**ABOUT THIS EXERCISE**
What is needed is a verbatim copy of the data, minus the pictures.
*** DATASET EXTRACT Section Begins ***
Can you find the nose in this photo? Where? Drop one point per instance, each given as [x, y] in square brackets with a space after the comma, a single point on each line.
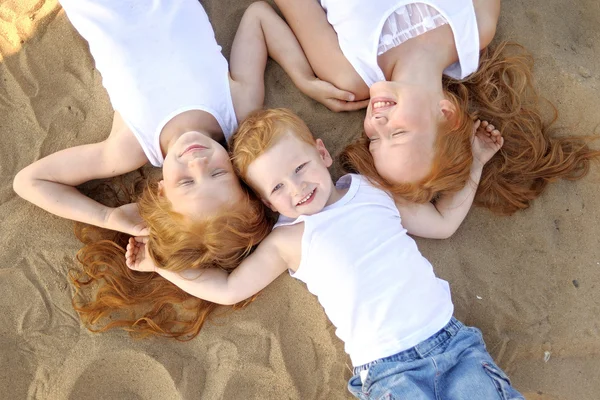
[297, 188]
[379, 119]
[198, 163]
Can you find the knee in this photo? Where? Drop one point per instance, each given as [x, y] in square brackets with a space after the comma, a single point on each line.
[258, 8]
*** DATASET EXTRACT Section Ends ***
**RESPONSE AREA**
Can you find the nose in this photo? Where? Drop one point per instance, each given as [x, y] in square brackets with a space after the comma, a single point on each line.
[297, 188]
[379, 119]
[198, 163]
Can you find the knee in this photo? Where? Drop one point per instance, each given as [x, y] in square brackets with a space after the comma, a single point on each line.
[258, 8]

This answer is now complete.